● **Exercise requirements**
Turn the records into a numbered list, starting at the first line and ending at the line that contains "POLYGON ((168 175, 172". Omit blank lines.

● **Given entries**

────────

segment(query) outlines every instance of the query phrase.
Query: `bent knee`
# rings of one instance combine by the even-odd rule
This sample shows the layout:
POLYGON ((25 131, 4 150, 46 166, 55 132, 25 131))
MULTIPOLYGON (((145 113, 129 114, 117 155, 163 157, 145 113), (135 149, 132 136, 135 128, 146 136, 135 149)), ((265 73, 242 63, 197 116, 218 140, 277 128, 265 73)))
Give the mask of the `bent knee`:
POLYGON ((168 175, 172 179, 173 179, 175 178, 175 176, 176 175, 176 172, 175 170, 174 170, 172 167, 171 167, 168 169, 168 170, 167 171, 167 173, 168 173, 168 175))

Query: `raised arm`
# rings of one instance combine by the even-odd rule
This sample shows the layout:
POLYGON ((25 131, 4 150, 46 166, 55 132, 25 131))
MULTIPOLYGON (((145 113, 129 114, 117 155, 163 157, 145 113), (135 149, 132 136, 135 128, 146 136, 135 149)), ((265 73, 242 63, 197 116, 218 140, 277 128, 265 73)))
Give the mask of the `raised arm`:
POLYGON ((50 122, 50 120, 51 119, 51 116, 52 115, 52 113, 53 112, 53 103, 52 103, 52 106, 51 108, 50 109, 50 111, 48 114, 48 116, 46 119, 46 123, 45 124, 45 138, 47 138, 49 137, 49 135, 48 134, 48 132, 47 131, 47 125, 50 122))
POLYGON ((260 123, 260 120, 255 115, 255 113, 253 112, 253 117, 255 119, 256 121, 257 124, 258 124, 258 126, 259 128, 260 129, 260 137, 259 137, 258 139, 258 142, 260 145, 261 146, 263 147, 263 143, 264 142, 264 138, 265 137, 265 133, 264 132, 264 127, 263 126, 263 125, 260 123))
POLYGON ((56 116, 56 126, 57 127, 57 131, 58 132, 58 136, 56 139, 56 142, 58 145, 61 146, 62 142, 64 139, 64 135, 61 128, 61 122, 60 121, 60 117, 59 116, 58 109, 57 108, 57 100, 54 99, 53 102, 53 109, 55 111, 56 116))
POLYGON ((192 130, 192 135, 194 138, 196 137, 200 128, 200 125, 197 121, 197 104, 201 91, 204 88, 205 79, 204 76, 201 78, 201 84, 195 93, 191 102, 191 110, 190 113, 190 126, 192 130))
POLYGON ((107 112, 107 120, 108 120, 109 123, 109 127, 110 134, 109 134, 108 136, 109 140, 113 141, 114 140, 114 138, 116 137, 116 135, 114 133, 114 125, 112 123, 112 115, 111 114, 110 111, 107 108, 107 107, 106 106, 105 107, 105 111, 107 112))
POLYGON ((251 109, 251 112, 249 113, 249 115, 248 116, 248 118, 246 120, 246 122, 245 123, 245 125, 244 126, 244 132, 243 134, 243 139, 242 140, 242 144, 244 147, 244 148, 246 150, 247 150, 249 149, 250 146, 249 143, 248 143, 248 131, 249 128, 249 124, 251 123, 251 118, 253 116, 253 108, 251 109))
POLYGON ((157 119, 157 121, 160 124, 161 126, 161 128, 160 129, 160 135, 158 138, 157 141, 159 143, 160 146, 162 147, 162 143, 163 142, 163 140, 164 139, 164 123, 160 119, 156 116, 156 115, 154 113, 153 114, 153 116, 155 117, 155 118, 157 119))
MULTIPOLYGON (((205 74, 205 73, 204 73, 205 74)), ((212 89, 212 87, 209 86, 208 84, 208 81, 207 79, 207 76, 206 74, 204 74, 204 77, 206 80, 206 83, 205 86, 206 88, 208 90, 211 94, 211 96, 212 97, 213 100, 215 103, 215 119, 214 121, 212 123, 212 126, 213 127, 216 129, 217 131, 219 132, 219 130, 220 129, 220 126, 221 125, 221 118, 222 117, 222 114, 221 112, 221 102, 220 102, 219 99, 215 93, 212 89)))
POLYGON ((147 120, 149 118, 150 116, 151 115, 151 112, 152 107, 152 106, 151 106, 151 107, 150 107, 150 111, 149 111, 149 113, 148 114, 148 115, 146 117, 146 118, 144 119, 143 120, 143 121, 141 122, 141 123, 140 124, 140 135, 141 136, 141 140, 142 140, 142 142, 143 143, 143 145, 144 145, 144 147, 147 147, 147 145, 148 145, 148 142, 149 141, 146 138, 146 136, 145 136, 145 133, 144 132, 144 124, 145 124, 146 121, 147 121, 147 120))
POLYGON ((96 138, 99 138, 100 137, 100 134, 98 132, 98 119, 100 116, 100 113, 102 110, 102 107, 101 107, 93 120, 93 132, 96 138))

────────

● **Response below**
1. segment(query) outlines every instance of the query phrase.
2. Query: `bent knee`
3. # rings of one instance combine by the even-odd rule
4. This sample shows the layout:
5. POLYGON ((25 131, 4 150, 46 166, 55 132, 25 131))
6. MULTIPOLYGON (((145 113, 129 114, 117 155, 163 157, 145 113), (135 149, 132 136, 135 128, 146 136, 135 149)), ((265 73, 242 63, 197 116, 218 140, 277 128, 265 73)))
7. Give the mask of the `bent knee`:
8. POLYGON ((168 175, 172 179, 173 179, 175 178, 175 176, 176 175, 176 172, 175 170, 174 170, 172 167, 171 167, 168 169, 168 170, 167 171, 167 173, 168 173, 168 175))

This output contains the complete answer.